Document extract below:
Exemplifying Columbians' immense impact in engineering and beyond were the recipients of the Engineering School's most distinguished honors.

Jacqueline Barton '74BC, GSAS (MS'75, MPhil'78, PhD'79), a pioneer in better understanding the chemical and physical properties of DNA molecules, received the Michael I. Pupin Medal-Columbia Engineering's highest honor-from Provost John H. Coatsworth. Barton, a molecular chemist who taught at Columbia for several years, is chair of the Division of Chemistry and Chemical Engineering at Cal Tech. The Pupin medal was established in 1958 in memory of Michael I. Pupin, Columbia College Class of 1883, the renowned inventor, author, and professor, to recognize service of lasting and broad significance to society as a whole.

"Barnard is where I fell in love with chemistry, and Havemeyer Hall is where I fell in love with the DNA molecule," said Barton, a MacArthur Fellow and recipient of the National Medal of Science. "What I learned at Columbia is what I do every day."

One of the world's foremost scholars in the areas of optics, photonics, and high-speed optical networks, Alan Willner MS'84, MPhil'88, PhD'88, Steven and Kathryn Sample Chair in Engineering at the University of Southern California, received the Thomas Egleston Medal from Rene B. Testa MS'60, EngScD'63, professor emeritus of civil engineering and president of the Columbia Engineering Alumni Association. Awarded annually since 1939, the Egleston medal honors distinguished achievements in engineering and is named for a key founder of the School of Mines, which grew into Columbia Engineering.

Leonard Blavatnik MS'81, an entrepreneur, investor, and founder and chairman of Access Industries, received the Samuel Johnson Medal from Jonathan Schiller '69CC, '73LAW, Chair of the Trustees of Columbia University. The Johnson medal, named for the first president of King's College, the forerunner of Columbia University, was established in 2007 to recognize distinguished achievement in a field other than engineering and the applied sciences.
End of Document extract.
Information supplied below:
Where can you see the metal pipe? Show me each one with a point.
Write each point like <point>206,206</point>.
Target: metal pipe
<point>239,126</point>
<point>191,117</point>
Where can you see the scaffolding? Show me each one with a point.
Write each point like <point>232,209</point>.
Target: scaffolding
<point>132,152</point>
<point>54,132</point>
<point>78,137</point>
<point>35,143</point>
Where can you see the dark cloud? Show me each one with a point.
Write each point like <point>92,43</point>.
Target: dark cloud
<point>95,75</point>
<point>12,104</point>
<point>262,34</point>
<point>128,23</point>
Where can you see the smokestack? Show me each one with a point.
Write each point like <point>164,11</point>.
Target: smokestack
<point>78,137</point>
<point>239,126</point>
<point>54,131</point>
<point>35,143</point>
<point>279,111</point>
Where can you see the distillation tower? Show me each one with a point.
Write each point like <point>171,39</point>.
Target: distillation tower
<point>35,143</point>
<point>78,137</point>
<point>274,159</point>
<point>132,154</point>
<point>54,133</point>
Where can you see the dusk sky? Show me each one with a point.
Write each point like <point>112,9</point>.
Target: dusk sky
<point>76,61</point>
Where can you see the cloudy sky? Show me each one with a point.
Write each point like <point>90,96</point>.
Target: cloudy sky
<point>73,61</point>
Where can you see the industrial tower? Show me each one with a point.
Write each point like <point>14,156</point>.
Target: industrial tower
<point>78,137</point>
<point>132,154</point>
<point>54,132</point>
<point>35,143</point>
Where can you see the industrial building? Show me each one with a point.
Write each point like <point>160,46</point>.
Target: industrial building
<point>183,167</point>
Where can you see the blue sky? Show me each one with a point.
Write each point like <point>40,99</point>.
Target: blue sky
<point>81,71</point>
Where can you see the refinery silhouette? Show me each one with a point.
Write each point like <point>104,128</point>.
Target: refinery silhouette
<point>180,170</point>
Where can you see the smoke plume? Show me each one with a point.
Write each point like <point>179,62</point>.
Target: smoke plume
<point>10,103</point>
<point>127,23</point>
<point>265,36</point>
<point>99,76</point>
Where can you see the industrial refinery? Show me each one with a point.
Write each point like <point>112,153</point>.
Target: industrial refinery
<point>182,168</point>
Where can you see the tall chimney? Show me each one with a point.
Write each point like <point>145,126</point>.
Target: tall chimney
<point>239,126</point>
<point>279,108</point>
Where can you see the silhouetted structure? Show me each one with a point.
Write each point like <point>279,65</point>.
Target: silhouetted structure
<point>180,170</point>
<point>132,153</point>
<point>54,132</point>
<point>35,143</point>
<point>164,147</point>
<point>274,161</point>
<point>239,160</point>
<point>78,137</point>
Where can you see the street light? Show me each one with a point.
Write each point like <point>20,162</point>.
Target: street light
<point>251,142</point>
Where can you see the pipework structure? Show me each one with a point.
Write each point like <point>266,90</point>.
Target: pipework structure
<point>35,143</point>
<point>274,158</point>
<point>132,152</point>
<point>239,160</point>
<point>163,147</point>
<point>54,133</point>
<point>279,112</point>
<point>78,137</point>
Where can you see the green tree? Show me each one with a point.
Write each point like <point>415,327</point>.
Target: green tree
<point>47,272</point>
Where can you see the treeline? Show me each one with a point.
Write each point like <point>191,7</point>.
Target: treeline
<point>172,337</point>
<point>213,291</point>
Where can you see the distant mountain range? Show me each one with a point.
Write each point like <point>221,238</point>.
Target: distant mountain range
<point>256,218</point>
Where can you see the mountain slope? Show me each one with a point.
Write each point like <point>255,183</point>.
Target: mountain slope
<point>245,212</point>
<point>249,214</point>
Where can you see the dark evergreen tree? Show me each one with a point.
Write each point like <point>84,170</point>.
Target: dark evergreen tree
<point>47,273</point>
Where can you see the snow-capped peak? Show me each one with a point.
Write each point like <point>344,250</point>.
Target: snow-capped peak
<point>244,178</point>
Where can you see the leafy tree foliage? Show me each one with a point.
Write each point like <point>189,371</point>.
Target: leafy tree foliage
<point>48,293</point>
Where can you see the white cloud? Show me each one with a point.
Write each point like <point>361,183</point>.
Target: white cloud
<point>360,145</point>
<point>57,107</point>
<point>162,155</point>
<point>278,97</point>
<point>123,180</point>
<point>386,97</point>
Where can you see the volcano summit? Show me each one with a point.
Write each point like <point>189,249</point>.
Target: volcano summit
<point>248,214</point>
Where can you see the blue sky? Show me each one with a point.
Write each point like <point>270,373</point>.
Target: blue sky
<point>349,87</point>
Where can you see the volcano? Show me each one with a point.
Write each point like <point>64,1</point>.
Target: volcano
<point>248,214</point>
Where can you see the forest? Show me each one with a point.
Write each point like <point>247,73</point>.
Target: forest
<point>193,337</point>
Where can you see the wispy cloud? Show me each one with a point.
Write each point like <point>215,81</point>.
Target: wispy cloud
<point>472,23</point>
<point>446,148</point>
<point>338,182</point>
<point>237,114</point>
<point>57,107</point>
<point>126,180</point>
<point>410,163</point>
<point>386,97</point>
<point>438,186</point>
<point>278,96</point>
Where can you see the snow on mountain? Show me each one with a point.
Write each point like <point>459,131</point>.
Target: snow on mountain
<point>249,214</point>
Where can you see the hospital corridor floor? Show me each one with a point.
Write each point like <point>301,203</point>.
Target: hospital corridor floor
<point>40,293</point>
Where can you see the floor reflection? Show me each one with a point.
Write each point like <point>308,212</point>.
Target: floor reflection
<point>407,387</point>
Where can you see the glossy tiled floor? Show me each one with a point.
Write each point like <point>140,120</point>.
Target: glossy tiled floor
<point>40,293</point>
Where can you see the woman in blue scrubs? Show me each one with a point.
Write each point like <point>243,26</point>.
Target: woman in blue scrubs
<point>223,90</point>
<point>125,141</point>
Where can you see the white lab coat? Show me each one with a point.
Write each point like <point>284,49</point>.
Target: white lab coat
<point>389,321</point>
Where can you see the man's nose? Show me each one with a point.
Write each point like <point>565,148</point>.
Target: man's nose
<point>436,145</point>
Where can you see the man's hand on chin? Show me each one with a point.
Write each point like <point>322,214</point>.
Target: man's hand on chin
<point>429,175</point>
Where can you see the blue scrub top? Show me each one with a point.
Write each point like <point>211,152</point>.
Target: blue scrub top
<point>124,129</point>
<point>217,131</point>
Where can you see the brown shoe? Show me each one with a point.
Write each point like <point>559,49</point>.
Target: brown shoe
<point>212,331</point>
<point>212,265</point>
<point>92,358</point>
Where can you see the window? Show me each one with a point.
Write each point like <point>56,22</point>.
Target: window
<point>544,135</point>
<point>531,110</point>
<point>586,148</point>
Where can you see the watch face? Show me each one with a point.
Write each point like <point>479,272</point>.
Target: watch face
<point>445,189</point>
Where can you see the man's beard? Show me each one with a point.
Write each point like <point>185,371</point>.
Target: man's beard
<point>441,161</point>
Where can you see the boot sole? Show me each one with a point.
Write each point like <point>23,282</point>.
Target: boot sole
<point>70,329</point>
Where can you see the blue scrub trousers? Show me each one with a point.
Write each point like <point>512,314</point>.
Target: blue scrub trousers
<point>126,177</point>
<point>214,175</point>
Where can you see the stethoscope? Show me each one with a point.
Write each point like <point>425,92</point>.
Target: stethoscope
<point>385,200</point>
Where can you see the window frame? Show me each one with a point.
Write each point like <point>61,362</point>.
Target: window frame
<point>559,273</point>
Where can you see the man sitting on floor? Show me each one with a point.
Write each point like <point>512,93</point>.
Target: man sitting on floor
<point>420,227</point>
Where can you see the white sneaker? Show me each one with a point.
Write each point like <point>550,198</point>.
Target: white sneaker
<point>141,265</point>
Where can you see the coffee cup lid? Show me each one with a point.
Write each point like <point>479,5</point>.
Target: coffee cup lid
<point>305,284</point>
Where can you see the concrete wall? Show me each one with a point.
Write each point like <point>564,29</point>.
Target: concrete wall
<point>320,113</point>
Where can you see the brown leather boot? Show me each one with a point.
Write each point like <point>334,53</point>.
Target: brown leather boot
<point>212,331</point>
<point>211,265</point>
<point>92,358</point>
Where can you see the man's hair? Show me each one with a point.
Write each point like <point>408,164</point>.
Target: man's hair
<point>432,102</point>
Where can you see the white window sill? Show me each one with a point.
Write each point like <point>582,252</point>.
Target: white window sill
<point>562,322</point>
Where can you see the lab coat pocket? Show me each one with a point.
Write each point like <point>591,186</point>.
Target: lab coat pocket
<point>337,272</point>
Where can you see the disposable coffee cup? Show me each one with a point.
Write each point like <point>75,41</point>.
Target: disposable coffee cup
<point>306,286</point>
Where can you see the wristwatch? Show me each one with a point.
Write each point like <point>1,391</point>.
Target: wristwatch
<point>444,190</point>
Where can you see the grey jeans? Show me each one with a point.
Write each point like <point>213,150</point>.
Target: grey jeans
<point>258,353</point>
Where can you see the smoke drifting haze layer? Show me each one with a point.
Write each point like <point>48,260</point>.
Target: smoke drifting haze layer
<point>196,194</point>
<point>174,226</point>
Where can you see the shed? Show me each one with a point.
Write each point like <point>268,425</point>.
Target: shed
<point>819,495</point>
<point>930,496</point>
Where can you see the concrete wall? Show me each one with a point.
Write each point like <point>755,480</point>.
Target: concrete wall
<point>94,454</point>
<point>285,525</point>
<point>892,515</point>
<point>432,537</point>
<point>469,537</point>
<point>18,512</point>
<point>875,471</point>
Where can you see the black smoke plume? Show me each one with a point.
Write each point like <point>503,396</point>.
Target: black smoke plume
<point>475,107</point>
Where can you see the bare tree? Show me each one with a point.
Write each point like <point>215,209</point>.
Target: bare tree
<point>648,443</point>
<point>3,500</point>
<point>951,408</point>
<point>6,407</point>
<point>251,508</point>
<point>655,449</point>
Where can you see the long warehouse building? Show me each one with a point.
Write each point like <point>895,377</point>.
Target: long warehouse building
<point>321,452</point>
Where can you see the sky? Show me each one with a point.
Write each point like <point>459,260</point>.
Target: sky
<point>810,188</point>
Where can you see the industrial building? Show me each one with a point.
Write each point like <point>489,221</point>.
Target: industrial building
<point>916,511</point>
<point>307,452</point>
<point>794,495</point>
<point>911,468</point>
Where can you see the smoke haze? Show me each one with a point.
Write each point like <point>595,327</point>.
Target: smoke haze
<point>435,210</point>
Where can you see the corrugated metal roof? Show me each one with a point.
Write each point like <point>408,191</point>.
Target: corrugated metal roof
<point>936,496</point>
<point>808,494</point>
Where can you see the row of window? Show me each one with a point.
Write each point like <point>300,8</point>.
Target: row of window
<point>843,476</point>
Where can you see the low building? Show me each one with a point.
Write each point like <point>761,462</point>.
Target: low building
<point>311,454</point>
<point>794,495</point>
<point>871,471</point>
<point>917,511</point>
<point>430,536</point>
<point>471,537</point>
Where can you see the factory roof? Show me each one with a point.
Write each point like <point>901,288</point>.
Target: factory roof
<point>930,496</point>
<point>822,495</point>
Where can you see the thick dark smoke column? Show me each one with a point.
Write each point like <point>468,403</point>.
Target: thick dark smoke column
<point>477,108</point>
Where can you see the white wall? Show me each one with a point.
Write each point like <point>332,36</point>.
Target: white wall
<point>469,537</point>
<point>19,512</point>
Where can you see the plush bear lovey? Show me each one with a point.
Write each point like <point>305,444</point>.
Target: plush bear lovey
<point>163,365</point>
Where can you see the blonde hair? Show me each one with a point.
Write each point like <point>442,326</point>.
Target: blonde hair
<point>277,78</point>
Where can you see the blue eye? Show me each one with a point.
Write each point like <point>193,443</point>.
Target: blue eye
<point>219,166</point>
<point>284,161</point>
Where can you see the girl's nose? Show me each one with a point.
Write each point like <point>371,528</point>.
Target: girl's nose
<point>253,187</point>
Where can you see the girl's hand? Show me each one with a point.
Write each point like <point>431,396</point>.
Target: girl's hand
End of Information supplied.
## What is needed:
Continue the passage about Columbia Engineering's medal recipients from the point where it stops.

## Answer for the task:
Reunion continued with departmental luncheons, tours of the campus and Morningside Heights, gatherings with classmates throughout New York City, and an array of academic sessions with University faculty including Michal Lipson, Eugene Higgins Professor of Electrical Engineering. Lipson, a MacArthur Fellow and pioneer in the field of silicon photonics, discussed how scientists and engineers have made astounding advances over the last decade in energy-efficient chips that transmit data with light instead of wiring to help keep massive machines from overheating.

"By the year 2000, it was clear that computers weren't scaling up anymore based on the big issue of energy and power dissipation," Lipson said at a talk June 2. "And if we had these problems on home computers, can you imagine how it was at data centers?"

Later, Shahram Ebadollahi BS'99, MS'02, PhD'05, '16BUS, vice president of innovations and chief science officer at IBM Watson Health Group, spoke about his team's work applying artificial intelligence to improving human health. The task has been developing cognitive systems that can understand and learn at scale, reason with purpose, and interact naturally with humans for smarter health care, he explained.

"People call this the era of artificial intelligence or augmented intelligence, but I prefer the term cognitive computing," Ebadollahi said in a presentation June 3. "It's about the symbiotic relationship between man and machine, and accomplishing minute tasks in the broader conceptual context."

Other talks examined climate change, Thucydides, the University's Alexander Hamilton archive, and the contributions of Columbia women over the past 30 years, among other topics, while children of alumni attended Camp Columbia in Lerner Hall. After a variety of receptions, including for veterans, alumni of color, and LGBTQ engineers, the weekend concluded with a wine tasting, a starlight reception in front of Low Library, and a farewell brunch.